_BRIEF A:_
List the full names that the bike forum thread gives for USB, Molly, and Hero.

_SELECTION:_
#####

# Show Off Your Usb



## Phillip McKrack (Sep 5, 2006)

Title says it... Im just curious to see other Mollys or Heros


----------



## Strykar (Mar 15, 2007)

those crank arms look huge dude.


----------



## snaky69 (Mar 8, 2005)

Strykar said:


> those crank arms look huge dude.


Dude, trust me, don't go there

Nice bike!


----------



## ServeEm (Jun 15, 2005)

snaky69 said:


> Dude, trust me, don't go there
> 
> Nice bike!


roflmao!

I like the blue and gold together.


----------



## Pantelis (Apr 4, 2006)

That bike looks awesome. But what is a USB, and a molly and a hero. I'm guessing Molly and Hero are brands. But i'm not sure what a USB is. Thanks


----------



## Vinny A (Oct 8, 2006)

USB is Union Street Bikes. Molly is short for Molly Maguire which is a frame that USB makes, Hero is short for Working Class Hero which USB also makes. The Molly is 24" and the Hero is 26"


----------



## Pantelis (Apr 4, 2006)

Thanks Vinny A. I've heard of the Molly, also i messaged J-Dogg.


----------



## dirtyharry (Jun 27, 2006)

sick, sick, sick bike man . . . maybe my favorite one I've seen so here far, but I'll have to go look at snaky's and brad's again to make sure . . . 

after testing out a BMX bike with a linear cable like that, no gyro, I found I really like a u-brakes out back . . . very nice feel to it . . .


----------



## [email protected] (May 26, 2006)

Here is my U-SB Time Line... kinda

Red Bike... Day 1 (minus the year on a proto-type)... Thought I still needed to have my seat high to sping the bars.

#####

_BRIEF B:_
In the entries, give the lines from the line with "the blurred crowd." through the end of the entries again, changing "raised arm" to "lifted arm" and leaving everything else unchanged.

#####

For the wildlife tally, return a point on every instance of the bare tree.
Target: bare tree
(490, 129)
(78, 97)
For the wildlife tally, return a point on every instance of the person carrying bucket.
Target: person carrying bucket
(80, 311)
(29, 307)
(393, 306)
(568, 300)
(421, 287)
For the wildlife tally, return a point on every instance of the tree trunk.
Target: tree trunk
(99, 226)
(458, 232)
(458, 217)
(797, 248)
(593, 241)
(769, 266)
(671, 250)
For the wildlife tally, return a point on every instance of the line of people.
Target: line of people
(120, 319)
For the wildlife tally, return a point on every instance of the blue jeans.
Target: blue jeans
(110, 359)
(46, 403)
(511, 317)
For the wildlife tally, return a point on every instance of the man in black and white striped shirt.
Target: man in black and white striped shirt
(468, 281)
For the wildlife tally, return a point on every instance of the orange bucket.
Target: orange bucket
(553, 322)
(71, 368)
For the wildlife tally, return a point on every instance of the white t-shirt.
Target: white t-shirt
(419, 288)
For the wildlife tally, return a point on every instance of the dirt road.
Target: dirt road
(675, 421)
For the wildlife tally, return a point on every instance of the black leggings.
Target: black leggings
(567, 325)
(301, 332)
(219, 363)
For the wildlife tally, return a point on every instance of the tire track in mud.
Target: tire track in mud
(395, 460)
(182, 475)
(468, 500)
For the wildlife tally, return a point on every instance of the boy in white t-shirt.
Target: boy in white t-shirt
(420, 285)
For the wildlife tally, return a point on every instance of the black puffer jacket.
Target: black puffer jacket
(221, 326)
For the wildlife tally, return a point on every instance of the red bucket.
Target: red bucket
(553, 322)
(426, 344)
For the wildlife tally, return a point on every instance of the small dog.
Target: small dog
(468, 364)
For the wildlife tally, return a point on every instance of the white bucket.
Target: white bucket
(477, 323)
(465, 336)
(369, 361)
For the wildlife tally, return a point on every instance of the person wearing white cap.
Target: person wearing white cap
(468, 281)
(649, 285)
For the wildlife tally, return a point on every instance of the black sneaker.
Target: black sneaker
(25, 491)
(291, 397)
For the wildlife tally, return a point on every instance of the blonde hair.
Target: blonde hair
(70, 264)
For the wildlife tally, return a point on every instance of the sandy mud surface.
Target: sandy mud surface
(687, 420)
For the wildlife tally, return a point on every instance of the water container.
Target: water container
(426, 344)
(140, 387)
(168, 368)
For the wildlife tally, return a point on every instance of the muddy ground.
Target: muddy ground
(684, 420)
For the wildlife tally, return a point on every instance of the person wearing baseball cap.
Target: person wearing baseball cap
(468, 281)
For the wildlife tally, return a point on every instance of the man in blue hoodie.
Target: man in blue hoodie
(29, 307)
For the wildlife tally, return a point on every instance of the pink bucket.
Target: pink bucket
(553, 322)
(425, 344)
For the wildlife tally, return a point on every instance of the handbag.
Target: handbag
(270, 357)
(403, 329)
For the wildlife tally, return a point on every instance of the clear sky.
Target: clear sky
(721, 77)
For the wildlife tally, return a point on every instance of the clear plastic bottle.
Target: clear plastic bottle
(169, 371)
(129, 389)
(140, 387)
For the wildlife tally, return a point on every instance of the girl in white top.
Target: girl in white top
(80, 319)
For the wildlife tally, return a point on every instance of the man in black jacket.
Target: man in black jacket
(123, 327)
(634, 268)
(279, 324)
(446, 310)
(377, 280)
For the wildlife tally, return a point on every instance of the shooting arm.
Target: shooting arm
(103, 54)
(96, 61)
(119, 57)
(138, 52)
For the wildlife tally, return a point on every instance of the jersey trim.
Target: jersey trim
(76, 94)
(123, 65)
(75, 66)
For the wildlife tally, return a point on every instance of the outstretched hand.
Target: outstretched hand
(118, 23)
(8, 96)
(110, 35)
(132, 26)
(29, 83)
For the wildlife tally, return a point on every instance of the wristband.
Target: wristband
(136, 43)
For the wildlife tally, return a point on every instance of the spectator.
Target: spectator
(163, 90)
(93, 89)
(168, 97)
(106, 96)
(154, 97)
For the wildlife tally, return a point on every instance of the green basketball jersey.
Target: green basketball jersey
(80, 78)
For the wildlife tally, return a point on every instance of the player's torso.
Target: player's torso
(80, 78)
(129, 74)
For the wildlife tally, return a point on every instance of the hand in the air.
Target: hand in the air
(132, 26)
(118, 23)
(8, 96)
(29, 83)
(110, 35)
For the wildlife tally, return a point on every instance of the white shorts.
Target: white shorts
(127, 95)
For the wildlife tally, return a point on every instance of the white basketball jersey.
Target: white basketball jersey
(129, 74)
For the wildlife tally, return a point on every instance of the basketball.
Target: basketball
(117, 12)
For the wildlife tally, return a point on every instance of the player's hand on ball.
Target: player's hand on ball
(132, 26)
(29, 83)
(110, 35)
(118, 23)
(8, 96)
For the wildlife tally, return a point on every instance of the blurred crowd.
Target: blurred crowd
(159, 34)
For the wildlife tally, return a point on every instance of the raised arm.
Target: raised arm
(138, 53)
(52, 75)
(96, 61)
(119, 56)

#####

_TASK SOLUTION A:_
Union Street Bikes
Molly Maguire
Working Class Hero

_TASK SOLUTION B:_
For the wildlife tally, return a point on every instance of the blurred crowd.
Target: blurred crowd
(159, 34)
For the wildlife tally, return a point on every instance of the lifted arm.
Target: lifted arm
(138, 53)
(52, 75)
(96, 61)
(119, 56)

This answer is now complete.